Supplied data Start Marker

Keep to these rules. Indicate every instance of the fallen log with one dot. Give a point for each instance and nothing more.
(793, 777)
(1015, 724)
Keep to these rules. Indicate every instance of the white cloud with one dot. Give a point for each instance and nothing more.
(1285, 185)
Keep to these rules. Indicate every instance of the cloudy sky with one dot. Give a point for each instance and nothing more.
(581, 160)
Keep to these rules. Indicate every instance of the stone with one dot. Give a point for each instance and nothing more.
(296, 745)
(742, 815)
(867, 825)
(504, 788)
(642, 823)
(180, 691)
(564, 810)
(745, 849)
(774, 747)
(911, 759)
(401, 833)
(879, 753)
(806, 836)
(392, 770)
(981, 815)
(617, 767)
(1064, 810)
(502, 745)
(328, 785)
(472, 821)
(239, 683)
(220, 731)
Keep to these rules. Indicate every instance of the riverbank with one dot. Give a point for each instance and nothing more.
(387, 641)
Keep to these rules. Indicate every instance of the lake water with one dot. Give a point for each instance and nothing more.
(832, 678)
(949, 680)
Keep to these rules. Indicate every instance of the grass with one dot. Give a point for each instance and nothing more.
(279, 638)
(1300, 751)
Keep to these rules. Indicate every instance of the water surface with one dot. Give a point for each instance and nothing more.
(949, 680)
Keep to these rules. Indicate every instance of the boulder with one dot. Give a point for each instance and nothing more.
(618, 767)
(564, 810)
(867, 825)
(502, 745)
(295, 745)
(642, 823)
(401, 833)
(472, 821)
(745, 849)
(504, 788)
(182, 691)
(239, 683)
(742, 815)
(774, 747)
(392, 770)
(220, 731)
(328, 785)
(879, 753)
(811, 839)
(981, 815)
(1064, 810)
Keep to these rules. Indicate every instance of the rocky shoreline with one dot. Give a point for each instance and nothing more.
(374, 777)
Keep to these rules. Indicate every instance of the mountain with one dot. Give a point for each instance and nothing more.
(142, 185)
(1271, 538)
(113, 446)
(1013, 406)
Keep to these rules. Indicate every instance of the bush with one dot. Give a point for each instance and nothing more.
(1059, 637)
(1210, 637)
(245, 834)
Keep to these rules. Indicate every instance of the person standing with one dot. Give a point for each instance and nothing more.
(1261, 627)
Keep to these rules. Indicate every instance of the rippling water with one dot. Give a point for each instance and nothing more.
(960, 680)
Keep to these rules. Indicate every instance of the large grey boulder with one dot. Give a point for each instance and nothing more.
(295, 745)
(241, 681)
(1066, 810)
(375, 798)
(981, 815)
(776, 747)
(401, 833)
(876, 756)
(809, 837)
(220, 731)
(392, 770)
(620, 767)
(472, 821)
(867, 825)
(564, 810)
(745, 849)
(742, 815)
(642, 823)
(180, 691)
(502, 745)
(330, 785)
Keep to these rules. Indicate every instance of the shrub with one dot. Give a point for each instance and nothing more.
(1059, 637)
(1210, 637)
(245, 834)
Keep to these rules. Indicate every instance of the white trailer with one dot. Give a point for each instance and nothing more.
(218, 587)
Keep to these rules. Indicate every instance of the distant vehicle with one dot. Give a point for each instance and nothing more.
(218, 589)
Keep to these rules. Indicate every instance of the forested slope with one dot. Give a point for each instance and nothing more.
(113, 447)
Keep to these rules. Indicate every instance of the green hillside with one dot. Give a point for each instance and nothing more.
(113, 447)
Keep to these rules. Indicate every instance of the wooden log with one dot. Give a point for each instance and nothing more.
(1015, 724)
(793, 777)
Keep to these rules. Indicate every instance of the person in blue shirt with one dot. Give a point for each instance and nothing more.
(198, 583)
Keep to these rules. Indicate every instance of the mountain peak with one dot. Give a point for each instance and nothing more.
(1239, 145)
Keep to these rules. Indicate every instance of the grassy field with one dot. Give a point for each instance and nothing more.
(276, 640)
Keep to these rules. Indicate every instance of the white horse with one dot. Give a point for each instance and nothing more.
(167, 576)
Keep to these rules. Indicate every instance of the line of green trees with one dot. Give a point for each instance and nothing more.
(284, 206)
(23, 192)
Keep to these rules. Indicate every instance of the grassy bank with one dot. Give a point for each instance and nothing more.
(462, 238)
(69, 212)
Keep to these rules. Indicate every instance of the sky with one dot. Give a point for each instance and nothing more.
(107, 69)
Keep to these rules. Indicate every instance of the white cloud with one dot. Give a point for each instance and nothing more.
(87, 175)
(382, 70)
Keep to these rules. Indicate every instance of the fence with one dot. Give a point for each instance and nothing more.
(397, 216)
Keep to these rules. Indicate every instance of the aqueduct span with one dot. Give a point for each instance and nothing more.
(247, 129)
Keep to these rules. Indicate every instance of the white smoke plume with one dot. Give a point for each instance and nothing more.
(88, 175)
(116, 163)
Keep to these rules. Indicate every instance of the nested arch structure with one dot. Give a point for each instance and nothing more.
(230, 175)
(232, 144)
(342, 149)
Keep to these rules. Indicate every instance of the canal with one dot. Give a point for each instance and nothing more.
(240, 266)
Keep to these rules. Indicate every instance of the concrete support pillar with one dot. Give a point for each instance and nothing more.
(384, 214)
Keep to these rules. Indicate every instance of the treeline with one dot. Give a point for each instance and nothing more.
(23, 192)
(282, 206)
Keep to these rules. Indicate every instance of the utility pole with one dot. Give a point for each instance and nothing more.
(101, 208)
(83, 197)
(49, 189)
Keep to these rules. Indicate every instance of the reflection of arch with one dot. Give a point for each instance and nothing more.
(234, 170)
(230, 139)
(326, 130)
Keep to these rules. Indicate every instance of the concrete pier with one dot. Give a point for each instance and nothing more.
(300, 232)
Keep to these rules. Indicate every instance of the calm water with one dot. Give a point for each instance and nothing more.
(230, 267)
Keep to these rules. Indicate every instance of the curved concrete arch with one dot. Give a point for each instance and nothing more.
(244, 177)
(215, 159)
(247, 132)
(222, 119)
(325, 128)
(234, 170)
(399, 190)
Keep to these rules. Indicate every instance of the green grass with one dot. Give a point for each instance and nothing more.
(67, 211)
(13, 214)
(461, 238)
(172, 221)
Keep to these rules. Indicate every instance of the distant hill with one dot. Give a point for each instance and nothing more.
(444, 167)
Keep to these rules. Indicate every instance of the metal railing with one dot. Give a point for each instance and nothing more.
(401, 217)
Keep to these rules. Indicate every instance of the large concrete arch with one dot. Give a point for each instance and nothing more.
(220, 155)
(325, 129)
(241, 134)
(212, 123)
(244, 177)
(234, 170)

Supplied data End Marker

**Work task**
Nothing in the records may change. Print all of them.

**Answer area**
Keep to these rules. Indicate every instance of the fallen log with one dot. Give a point for each instance and nothing more.
(793, 777)
(1015, 724)
Keep to these rules. Indicate every instance of the white cloud with one dot. Give a point for each instance and nothing more.
(1285, 185)
Keep to these rules. Indicate every instance of the cloudy sky with one dot. Give a point for each instance and nothing more.
(581, 160)
Keep to these rules. Indicate every instance of the stone with one dot. Give a point for each instance and nothing more.
(296, 745)
(742, 815)
(867, 825)
(504, 788)
(642, 823)
(180, 691)
(564, 810)
(745, 849)
(774, 747)
(911, 759)
(401, 833)
(879, 753)
(806, 836)
(392, 770)
(981, 815)
(617, 767)
(1064, 810)
(502, 745)
(328, 785)
(472, 821)
(239, 683)
(220, 731)
Keep to these rules. Indicate every instance of the riverbank with one dot. Give a point for each instance and nothing more.
(387, 641)
Keep to these rules. Indicate every instance of the lake water with one dot. Give a point for each instance and nothing more.
(832, 678)
(949, 680)
Keep to these rules. Indicate every instance of the grass with one dot. Give a point for each instance and nothing more.
(279, 638)
(1300, 751)
Keep to these rules. Indicate every instance of the water surface with one dot. Give a point for each instance and nothing more.
(949, 680)
Keep to these rules. Indicate every instance of the boulder with one dot. Give a point for each instance and nothing more.
(618, 767)
(564, 810)
(867, 825)
(502, 745)
(295, 745)
(642, 823)
(401, 833)
(472, 821)
(745, 849)
(504, 788)
(182, 691)
(239, 683)
(742, 815)
(774, 747)
(392, 770)
(220, 731)
(328, 785)
(879, 753)
(811, 839)
(981, 815)
(1064, 810)
Keep to these rules. Indicate every instance of the rocky shoreline with one dot. Give a point for each instance and nothing more.
(374, 777)
Keep to these rules. Indicate every instance of the mountain with one dot. Give a point for each instance and nothing more.
(142, 185)
(1271, 538)
(113, 446)
(1013, 406)
Keep to these rules. Indicate every instance of the bush with one dot. Give a point for each instance and nothing more.
(1059, 637)
(1210, 637)
(245, 834)
Keep to these rules. Indicate every instance of the person standing with one dot. Give a point for each instance and nothing more.
(1261, 627)
Keep to these rules. Indicate every instance of the rippling water with one dot. Give a point for each instance and nothing more.
(960, 680)
Keep to these rules. Indicate every instance of the large grey boulder with one dot. Give a point for each instance and nothing more.
(295, 745)
(241, 681)
(1066, 810)
(375, 798)
(981, 815)
(776, 747)
(401, 833)
(876, 756)
(809, 837)
(220, 731)
(392, 770)
(620, 767)
(472, 821)
(867, 825)
(564, 810)
(745, 849)
(742, 815)
(642, 823)
(180, 691)
(502, 745)
(330, 785)
Keep to these rules. Indicate every instance of the shrub with one dot. Give a point for each instance and nothing more.
(1059, 637)
(1210, 637)
(245, 834)
Keep to these rules. Indicate every instance of the white trailer with one dot. Give a point for each instance and nothing more.
(218, 587)
Keep to these rules. Indicate every instance of the distant vehicle with one dot. Give a point for each instance and nothing more.
(218, 589)
Keep to these rules. Indicate every instance of the forested slope with one dot. Give a point for each instance and nothing more.
(113, 447)
Keep to these rules. Indicate every instance of the green hillside with one dot. Give a point for each instance and nothing more.
(113, 447)
Keep to these rules. Indicate every instance of the wooden log with one dot. Give a point for each instance and nothing more.
(1015, 724)
(793, 777)
Keep to these rules. Indicate every instance of the person in blue shirt with one dot. Give a point for each instance and nothing more.
(198, 583)
Keep to these rules. Indicate every instance of the mountain peak with one dot. Give a point for each instance and nothing more.
(1239, 145)
Keep to these rules. Indicate every instance of the grassy field with one dot. Give a point for each instance and nothing more.
(276, 640)
Keep to these rules. Indicate every instance of the white horse with one dot. Give a point for each instance and nothing more.
(167, 576)
Keep to these rules. Indicate every instance of the line of green trees with one dot. Give a point for each instance and nothing more.
(284, 206)
(23, 192)
Keep to these rules. Indicate every instance of the grassy bank with one dot. Give a point for each instance and nothing more.
(462, 238)
(69, 212)
Keep to these rules. Indicate every instance of the sky with one dot. Give a point for each instance and nothing more.
(107, 69)
Keep to these rules. Indicate every instance of the white cloud with one dot. Give a point for each instance and nothing more.
(87, 175)
(382, 70)
Keep to these rules. Indicate every instance of the fence with one dot. Give a point for each instance and nothing more.
(397, 216)
Keep to these rules. Indicate every instance of the aqueduct span with one dot. Give a point for each instance and nothing more.
(247, 129)
Keep to these rules. Indicate every instance of the white smoke plume with one dot. Give a point for each instance and nothing more.
(88, 175)
(116, 163)
Keep to these rules. Indicate every instance of the nested arch structure with one dot. Give a point for each instance and nothing more.
(230, 175)
(232, 144)
(342, 149)
Keep to these rules. Indicate every instance of the canal with one dot. Give a point for each instance and nothing more.
(240, 266)
Keep to these rules. Indicate every instance of the concrete support pillar with one dot. Give a point for each instance and nothing more.
(384, 214)
Keep to these rules. Indicate every instance of the treeline with one dot. Give a point for each instance and nothing more.
(23, 192)
(282, 206)
Keep to these rules. Indicate every instance of the utility pole with one dot. Give a point for each instance and nothing more.
(101, 208)
(83, 197)
(49, 189)
Keep to these rules. Indicate every instance of the reflection of arch with one dot. Give a point for each instance and nothing more.
(234, 170)
(230, 139)
(326, 130)
Keep to these rules. Indicate every instance of the concrete pier with one dot. Give a point for each instance and nothing more.
(300, 232)
Keep to these rules. Indicate every instance of the calm water with one dot. Give a point for each instance and nothing more.
(230, 267)
Keep to these rules. Indicate every instance of the curved concrete arch with one dot. Give a point for each instance and nothing more.
(244, 177)
(215, 159)
(247, 132)
(222, 119)
(325, 128)
(234, 170)
(399, 190)
Keep to these rules. Indicate every instance of the green grass with one dot. Give a point for each instance and nothing more.
(67, 211)
(13, 214)
(461, 238)
(172, 221)
Keep to these rules. Indicate every instance of the distant hill with one dot. Give a point for each instance and nothing more.
(444, 167)
Keep to these rules. Indicate every instance of the metal railing with one dot. Give a point for each instance and nothing more.
(401, 217)
Keep to these rules. Indicate every instance of the large concrete arch with one dot. Give a point for each instance and nothing more.
(220, 155)
(325, 129)
(241, 134)
(212, 123)
(244, 177)
(234, 170)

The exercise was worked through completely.